Brief 1:
Answer these questions from the feedback thread:
(a) Which law school does the quoted sentence name as the writer's top choice?
(b) According to one commenter, how many paragraphs in a row start with "I"?
(c) How long does one commenter say the personal essay is?
Brief 2: Print the part of the feedback thread between "Version 2.2" and "grab their attention.", inclusive.

Excerpted text:

■ ■ ■ ■ ■ ■ ■

Version 2.2
Mar. 31st, 2008 01:41 pm Everyone seemed to like the new version better so I've turned that into the official version now. Made recommended changes. Any feedback is still appreciated. I'll be submitting it later today. O=!
WITHOUT MARKUP
no subject
Date: 2008-03-31 09:03 pm (UTC)"The emphasis and special programs of Willamette University College of Law make it my top choice law school."
Yawn.
Where's the bite? What's going to keep the reader interested in you - that you're excited about their school? Isn't that already apparent with your application?
I know your submitting today, but I'd consider possibly starting off with a catchy anecdote, or something to grab their attention.
Oh, and I know its a personal statement, but three paragraphs in a row start with I; it's just a tad distracting.
no subject
Date: 2008-03-31 09:24 pm (UTC)no subject
Date: 2008-03-31 10:20 pm (UTC)for use in my chosen career: International law and diplomacy.
Mention MUN involvemnet past graduation.
Tell how being Chief Justice became the highlight of your undergraduate career--you thrived on the intellectual challenges and working for a worthwhile cause. You feel that the judicial branch of the student government was left stronger by your tenure.
You also saw how quickly some elements find ways to exploit the perks of student government and worked tirelessly to uphold ethical government proactices.
Yes, include anecdotes!
I still think you should try to flesh out you closing paragraphs.
Gotta go. Good luck!
no subject
Date: 2008-03-31 10:46 pm (UTC)The personal essay is 2 pages of prime real estate. You can use this valuable space to Really distinguish yourself from others by conveying your personality, not just your accomplishments. You're a pretty unique individual but that's not shining through in what I read.
That being said, it's well written. I just feel like the subject matter is lacking.
no subject
Date: 2008-04-01 03:25 am (UTC)no subject
Date: 2008-04-01 01:57 am (UTC)it's cute, really, how enthusiastic you are - but too many !!! will turn off those sour ol' admissions- or , like, anyone not as excited as you *grin*
So, thus, you're final sentence (only) "and contribute extremely postively to Willamette" is just a tad cheerleader: which you don't need, as you have the experience to sweep in the colleges with the tip of your hat & tweed coat, you know??

■ ■ ■ ■ ■ ■ ■

Entries provided:
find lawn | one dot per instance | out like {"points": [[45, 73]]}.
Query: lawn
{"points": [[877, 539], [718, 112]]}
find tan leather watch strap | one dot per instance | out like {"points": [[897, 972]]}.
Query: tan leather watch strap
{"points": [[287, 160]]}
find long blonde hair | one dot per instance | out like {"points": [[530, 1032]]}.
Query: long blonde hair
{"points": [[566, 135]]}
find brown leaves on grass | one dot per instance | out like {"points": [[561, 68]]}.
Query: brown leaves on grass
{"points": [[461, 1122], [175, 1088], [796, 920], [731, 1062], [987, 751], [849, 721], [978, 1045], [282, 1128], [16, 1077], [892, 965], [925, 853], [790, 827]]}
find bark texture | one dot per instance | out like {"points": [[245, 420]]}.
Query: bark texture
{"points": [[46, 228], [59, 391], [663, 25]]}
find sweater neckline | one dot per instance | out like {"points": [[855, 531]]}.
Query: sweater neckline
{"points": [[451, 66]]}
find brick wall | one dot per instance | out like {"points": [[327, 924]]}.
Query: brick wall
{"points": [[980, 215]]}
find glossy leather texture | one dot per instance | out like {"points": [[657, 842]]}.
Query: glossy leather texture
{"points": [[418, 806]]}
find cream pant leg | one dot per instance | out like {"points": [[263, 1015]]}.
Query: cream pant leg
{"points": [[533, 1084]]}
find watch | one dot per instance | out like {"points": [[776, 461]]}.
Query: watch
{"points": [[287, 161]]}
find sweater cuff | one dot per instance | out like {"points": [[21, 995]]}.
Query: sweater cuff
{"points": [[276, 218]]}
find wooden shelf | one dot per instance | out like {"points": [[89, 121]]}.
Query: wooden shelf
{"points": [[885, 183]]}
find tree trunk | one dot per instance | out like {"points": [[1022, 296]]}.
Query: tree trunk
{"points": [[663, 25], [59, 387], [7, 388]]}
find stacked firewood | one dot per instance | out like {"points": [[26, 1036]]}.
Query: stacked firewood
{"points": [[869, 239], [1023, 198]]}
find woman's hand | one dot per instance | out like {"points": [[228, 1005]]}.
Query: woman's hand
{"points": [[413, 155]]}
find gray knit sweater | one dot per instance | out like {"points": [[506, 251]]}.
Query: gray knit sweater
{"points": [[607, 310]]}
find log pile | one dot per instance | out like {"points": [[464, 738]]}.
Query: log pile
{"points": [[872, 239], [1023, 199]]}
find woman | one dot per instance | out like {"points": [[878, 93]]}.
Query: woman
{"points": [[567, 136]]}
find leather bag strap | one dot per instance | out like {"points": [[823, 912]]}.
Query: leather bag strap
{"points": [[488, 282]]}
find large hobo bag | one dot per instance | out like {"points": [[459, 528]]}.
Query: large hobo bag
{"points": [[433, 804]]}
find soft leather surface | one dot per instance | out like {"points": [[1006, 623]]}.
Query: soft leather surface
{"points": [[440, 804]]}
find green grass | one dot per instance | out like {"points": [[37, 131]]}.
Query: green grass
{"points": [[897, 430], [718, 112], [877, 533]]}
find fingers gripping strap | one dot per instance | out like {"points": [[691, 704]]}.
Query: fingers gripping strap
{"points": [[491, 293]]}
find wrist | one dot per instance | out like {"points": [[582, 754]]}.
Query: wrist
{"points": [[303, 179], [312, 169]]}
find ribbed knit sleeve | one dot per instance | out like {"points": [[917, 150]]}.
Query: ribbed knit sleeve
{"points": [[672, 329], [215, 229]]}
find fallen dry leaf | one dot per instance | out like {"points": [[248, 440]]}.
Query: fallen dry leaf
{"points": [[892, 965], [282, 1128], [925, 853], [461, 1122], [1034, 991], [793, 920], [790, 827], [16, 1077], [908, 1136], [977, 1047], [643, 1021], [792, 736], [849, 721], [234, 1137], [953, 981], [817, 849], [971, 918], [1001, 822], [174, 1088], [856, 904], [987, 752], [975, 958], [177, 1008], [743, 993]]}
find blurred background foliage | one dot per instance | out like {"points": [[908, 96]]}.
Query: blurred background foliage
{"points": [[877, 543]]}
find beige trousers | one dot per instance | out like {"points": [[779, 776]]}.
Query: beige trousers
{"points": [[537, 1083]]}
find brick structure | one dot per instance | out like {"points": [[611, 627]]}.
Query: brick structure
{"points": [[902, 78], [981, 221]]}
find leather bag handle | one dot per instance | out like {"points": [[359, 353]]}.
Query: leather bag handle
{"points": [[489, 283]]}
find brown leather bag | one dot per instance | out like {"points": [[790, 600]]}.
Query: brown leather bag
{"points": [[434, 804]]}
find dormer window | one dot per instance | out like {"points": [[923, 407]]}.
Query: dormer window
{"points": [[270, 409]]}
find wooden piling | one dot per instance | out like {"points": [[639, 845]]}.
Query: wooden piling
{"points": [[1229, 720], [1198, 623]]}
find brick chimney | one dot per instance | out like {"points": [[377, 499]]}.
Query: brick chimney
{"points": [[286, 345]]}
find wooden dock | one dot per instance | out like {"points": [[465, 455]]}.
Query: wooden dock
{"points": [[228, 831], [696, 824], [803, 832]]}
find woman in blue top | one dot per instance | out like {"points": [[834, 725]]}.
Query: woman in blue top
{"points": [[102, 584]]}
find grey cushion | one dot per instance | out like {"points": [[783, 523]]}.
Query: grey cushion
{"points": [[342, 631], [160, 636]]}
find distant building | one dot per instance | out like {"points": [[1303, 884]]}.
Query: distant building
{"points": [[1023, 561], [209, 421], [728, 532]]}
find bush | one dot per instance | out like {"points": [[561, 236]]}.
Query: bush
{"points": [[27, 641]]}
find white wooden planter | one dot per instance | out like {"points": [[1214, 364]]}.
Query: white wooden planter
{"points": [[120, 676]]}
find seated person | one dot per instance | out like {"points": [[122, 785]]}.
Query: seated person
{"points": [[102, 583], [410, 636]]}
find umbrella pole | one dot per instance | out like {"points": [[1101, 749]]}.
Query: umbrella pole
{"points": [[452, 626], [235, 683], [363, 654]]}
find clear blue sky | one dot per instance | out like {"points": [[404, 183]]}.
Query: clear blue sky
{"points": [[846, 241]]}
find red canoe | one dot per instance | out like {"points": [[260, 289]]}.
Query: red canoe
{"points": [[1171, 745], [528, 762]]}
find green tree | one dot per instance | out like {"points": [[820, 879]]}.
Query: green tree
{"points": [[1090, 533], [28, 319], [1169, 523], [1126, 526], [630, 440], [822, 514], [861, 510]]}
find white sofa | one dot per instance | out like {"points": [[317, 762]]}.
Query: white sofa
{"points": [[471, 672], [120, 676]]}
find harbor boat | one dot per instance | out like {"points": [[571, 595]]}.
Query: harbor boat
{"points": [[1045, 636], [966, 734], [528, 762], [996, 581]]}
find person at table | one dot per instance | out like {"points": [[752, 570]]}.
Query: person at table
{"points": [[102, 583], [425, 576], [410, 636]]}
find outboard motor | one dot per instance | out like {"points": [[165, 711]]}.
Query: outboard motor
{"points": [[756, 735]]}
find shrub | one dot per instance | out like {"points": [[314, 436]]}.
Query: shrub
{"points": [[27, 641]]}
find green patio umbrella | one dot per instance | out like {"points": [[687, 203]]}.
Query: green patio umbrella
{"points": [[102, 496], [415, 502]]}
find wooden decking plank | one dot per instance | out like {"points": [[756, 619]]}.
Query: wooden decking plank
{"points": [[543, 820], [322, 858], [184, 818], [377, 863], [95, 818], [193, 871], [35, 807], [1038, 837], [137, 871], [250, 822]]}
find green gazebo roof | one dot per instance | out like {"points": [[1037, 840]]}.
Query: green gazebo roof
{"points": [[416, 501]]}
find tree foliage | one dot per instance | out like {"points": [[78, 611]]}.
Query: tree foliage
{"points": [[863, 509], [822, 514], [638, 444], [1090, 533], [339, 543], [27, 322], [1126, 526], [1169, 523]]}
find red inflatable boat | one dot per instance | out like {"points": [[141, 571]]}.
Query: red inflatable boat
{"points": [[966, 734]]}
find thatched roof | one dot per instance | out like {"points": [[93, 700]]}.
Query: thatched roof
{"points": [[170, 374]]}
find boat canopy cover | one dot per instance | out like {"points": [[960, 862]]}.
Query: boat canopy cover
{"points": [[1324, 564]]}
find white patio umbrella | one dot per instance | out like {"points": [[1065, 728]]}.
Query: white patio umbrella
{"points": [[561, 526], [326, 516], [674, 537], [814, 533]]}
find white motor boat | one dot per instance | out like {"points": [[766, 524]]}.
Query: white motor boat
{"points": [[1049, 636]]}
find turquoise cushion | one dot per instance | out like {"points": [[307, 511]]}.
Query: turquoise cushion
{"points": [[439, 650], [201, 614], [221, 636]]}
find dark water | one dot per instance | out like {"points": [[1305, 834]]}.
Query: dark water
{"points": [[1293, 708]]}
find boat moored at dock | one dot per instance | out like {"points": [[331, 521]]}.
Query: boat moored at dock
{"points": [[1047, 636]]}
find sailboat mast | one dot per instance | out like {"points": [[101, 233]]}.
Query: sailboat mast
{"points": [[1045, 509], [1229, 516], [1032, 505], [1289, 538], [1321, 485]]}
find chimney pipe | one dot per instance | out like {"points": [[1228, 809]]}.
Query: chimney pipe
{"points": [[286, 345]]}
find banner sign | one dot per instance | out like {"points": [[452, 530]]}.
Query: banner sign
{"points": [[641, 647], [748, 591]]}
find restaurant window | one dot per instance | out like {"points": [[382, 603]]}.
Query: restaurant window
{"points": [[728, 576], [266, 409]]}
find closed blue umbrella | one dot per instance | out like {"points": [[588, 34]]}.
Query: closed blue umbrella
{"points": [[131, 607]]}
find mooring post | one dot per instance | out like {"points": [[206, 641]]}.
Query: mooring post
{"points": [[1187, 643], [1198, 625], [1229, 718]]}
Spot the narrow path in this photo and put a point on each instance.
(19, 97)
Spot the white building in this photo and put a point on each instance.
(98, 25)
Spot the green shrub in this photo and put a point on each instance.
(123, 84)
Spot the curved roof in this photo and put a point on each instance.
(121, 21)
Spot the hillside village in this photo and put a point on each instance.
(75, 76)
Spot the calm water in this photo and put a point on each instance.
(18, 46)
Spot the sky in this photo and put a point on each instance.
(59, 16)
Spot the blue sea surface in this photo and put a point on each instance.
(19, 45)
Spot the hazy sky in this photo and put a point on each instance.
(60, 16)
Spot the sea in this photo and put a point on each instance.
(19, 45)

■ ■ ■ ■ ■ ■ ■

Finished answer 1:
(a) Willamette University College of Law
(b) Three
(c) 2 pages

Finished answer 2:
Version 2.2
Mar. 31st, 2008 01:41 pm Everyone seemed to like the new version better so I've turned that into the official version now. Made recommended changes. Any feedback is still appreciated. I'll be submitting it later today. O=!
WITHOUT MARKUP
no subject
Date: 2008-03-31 09:03 pm (UTC)"The emphasis and special programs of Willamette University College of Law make it my top choice law school."
Yawn.
Where's the bite? What's going to keep the reader interested in you - that you're excited about their school? Isn't that already apparent with your application?
I know your submitting today, but I'd consider possibly starting off with a catchy anecdote, or something to grab their attention.